◆ PROVIDED RECORDS:
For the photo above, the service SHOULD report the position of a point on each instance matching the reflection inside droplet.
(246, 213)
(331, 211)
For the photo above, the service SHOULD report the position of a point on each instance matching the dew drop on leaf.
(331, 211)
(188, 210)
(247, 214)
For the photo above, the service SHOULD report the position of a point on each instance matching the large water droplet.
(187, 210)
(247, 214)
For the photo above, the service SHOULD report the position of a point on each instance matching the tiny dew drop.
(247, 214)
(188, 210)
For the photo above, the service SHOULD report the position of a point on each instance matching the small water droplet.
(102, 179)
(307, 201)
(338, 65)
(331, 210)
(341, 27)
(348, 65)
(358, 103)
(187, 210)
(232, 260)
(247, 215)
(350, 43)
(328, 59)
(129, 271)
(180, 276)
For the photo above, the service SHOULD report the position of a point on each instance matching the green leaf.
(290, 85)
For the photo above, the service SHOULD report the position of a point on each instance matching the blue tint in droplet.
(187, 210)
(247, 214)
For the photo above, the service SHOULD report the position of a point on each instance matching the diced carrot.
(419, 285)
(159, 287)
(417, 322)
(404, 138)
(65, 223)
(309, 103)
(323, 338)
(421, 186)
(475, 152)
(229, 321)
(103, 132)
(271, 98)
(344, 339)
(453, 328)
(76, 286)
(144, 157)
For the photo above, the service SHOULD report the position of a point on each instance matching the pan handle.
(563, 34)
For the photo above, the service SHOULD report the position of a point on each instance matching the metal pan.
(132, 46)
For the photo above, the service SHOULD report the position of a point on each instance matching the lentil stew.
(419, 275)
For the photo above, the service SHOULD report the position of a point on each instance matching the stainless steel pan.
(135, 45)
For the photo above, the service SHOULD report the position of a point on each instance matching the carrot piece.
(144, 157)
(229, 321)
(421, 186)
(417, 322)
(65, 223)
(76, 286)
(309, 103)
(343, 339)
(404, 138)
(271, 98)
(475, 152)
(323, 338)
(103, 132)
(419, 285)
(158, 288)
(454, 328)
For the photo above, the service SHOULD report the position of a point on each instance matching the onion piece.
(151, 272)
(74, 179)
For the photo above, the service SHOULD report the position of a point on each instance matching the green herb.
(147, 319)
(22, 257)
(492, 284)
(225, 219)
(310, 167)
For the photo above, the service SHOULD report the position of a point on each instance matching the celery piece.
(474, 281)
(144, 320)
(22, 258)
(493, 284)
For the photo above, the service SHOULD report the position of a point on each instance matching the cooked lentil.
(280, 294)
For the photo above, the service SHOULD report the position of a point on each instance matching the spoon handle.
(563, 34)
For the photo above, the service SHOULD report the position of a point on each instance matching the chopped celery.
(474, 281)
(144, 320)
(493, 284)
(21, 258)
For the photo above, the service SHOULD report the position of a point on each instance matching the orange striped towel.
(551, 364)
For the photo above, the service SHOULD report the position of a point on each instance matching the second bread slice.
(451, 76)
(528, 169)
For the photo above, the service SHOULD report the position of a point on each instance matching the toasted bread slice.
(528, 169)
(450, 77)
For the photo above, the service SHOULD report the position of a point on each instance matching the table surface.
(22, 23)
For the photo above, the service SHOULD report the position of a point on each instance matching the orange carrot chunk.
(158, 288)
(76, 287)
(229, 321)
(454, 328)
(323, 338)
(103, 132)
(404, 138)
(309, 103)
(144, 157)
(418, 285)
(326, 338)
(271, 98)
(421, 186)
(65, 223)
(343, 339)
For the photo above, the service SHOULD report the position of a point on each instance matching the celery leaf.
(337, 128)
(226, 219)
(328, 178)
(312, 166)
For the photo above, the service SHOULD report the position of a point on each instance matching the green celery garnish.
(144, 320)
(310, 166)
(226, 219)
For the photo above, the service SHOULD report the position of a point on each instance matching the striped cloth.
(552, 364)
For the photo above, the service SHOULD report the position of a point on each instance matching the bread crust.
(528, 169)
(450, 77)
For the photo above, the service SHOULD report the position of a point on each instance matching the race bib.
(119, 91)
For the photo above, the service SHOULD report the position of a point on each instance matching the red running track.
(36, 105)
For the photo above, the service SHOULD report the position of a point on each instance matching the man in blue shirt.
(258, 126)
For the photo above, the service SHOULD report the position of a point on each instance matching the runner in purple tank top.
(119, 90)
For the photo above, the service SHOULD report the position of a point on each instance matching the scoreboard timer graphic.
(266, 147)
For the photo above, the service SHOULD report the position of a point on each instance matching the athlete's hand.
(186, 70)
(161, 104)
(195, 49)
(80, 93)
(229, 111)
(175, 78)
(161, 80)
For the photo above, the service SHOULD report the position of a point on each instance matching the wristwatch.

◆ GIVEN EXERCISE: Keep only the lines from the one containing "purple tank top." to the end of the entries, and repeat them exactly.

◆ ANSWER BELOW:
For the photo above, the service SHOULD report the position of a point on each instance matching the runner in purple tank top.
(119, 90)
For the photo above, the service SHOULD report the position of a point on each instance matching the scoreboard timer graphic.
(266, 147)
For the photo above, the service SHOULD report the position of a point on each instance matching the athlete's hand.
(186, 70)
(161, 104)
(195, 49)
(80, 93)
(229, 111)
(175, 78)
(161, 80)
For the photo above, the service SHOULD report the position of a point on each instance matching the wristwatch.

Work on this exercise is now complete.